-- Opening Marker --

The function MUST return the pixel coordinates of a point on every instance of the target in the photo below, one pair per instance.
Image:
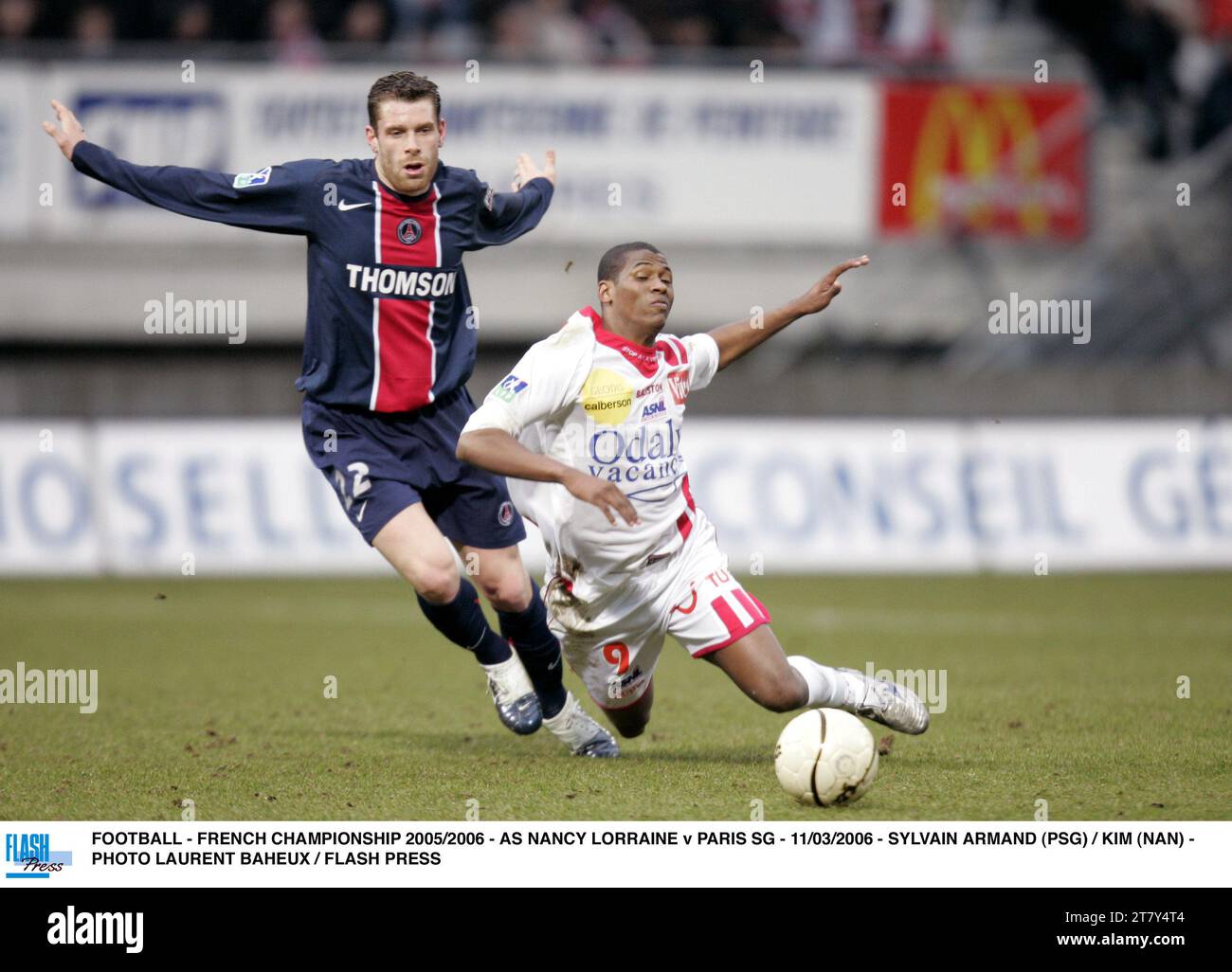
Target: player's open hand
(828, 287)
(526, 171)
(603, 495)
(69, 134)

-- Closing Marker --

ASSIGNMENT
Reproduce the material above in full, images excluded.

TASK ANSWER
The function MUST return the pixel coordinates of a point on every instance of the target in the photo below, one pair per instance.
Image:
Target: player's open hand
(828, 287)
(526, 171)
(603, 495)
(69, 134)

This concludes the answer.